(Location identification items)
+++

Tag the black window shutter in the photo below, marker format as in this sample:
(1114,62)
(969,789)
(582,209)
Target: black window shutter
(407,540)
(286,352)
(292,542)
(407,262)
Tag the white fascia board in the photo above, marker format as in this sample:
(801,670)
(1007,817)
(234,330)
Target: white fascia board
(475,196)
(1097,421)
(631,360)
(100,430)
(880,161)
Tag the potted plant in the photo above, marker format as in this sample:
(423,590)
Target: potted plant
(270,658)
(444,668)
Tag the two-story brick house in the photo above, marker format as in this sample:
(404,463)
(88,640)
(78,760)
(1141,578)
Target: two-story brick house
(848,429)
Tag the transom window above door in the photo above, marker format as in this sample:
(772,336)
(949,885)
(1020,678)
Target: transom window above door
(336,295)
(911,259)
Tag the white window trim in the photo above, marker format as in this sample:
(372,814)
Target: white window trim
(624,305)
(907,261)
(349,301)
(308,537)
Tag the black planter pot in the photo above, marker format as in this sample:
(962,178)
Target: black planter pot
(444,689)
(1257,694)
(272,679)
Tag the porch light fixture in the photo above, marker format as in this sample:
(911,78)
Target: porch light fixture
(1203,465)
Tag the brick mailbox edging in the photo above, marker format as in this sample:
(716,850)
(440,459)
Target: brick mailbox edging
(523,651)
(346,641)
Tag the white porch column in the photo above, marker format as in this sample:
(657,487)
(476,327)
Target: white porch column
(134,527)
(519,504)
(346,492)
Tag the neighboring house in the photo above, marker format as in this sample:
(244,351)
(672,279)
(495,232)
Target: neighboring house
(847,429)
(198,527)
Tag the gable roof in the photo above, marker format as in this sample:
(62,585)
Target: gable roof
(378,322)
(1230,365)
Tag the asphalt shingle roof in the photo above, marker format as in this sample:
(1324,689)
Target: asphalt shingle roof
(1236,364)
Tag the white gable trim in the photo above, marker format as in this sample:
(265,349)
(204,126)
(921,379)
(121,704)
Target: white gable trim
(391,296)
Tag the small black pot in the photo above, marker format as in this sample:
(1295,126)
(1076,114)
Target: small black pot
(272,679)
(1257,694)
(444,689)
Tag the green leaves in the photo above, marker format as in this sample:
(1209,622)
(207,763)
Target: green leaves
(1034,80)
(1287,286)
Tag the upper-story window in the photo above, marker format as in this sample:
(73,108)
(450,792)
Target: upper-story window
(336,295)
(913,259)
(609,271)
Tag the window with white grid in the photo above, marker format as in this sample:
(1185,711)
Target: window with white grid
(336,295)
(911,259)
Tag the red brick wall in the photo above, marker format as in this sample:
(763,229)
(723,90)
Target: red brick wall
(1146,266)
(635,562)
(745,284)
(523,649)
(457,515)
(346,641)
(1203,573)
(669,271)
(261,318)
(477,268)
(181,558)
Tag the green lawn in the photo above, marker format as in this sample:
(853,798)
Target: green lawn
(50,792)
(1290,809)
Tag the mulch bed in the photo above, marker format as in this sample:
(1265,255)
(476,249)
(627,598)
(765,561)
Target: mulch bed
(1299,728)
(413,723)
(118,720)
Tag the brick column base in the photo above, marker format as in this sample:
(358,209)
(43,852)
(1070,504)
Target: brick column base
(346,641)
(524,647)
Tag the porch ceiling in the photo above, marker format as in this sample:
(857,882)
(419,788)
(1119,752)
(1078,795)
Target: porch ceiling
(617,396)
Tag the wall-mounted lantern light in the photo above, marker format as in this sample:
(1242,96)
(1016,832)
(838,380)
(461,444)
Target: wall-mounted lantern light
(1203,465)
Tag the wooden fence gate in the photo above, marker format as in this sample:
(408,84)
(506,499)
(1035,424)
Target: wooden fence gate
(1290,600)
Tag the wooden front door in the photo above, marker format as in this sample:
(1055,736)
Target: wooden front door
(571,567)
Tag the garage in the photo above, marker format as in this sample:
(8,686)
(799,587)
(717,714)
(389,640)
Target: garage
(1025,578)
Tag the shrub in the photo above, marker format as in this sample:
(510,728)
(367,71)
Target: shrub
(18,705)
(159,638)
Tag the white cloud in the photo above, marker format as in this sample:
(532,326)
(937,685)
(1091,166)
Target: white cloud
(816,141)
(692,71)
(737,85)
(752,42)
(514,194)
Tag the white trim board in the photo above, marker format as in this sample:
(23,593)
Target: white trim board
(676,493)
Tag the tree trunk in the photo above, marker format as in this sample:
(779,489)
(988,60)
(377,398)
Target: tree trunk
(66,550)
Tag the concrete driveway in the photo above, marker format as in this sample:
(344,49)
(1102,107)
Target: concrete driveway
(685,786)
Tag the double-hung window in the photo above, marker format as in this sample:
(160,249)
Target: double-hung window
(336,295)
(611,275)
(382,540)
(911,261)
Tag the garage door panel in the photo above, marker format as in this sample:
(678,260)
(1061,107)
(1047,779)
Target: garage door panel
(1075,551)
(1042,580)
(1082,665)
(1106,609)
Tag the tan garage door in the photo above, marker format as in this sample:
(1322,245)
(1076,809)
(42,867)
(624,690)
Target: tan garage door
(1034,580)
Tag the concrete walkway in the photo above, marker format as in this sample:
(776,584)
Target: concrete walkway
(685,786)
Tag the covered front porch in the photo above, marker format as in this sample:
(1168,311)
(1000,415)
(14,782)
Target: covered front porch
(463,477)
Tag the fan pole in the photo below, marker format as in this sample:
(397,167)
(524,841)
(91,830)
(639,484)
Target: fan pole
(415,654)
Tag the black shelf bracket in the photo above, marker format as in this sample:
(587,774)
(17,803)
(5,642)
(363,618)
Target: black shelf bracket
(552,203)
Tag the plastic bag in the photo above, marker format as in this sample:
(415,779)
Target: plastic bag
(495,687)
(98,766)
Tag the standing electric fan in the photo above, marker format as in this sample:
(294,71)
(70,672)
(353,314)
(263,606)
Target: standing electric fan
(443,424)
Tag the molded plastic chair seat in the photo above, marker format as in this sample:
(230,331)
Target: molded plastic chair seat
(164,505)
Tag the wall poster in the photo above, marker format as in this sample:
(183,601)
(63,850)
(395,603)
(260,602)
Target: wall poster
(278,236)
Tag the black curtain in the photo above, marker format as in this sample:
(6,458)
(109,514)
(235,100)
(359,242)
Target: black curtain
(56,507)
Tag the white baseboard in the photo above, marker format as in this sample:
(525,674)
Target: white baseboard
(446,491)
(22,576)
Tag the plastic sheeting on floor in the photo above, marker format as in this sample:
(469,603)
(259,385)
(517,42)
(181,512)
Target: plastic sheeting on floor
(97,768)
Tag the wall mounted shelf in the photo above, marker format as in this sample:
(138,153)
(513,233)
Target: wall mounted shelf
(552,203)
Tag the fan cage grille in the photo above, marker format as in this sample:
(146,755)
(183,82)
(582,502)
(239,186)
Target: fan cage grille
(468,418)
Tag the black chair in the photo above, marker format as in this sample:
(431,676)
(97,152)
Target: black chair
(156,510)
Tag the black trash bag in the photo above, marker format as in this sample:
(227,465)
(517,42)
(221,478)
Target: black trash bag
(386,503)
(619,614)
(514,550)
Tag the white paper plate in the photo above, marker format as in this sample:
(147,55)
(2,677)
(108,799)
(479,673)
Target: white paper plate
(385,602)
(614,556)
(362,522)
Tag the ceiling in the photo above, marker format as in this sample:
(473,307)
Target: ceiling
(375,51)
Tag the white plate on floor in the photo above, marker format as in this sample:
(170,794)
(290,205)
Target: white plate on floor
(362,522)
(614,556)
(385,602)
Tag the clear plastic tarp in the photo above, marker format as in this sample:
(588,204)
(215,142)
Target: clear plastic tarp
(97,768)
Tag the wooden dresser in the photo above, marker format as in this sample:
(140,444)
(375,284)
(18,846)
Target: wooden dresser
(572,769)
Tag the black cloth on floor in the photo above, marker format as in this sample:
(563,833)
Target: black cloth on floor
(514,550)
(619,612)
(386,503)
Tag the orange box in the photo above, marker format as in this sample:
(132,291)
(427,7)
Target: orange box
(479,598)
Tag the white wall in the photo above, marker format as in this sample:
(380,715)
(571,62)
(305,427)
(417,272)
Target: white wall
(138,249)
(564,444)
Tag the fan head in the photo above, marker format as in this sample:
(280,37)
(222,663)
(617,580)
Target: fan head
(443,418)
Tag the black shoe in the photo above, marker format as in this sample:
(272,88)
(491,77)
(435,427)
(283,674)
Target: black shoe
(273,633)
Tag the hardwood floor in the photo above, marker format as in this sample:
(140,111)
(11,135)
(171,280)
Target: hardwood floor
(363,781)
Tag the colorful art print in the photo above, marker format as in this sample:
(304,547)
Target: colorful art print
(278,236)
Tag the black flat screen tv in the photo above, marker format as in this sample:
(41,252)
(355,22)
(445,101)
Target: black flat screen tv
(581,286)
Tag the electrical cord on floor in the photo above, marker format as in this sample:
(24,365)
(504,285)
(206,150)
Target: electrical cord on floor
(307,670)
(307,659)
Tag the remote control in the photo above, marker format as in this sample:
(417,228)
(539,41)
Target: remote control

+++

● **PROBLEM**
Make an exact copy of every line from the one with "Tag the fan head" to the end of the data, with the first and last of those lines included.

● **ANSWER TO THE EXERCISE**
Tag the fan head in the photo above, marker format as in this sample:
(280,37)
(222,663)
(617,580)
Target: fan head
(443,418)
Tag the black shoe in the photo above, marker format as in this sample:
(272,88)
(491,77)
(435,427)
(283,674)
Target: black shoe
(273,633)
Tag the hardwood floor in the photo above, marker format as in this sample:
(140,111)
(11,135)
(171,280)
Target: hardwood floor
(363,781)
Tag the colorful art print in the photo above, marker format as in this sample:
(304,547)
Target: colorful art print
(278,236)
Tag the black flat screen tv in the photo above, marker format as in this sample:
(41,252)
(355,22)
(445,101)
Target: black flat screen tv
(581,286)
Tag the electrical cord on floor in the photo above, marker format as in this sample:
(24,365)
(504,285)
(206,150)
Target: electrical cord on floor
(307,670)
(307,659)
Tag the remote control in the photo above, marker format as in this sample:
(417,228)
(539,41)
Target: remote control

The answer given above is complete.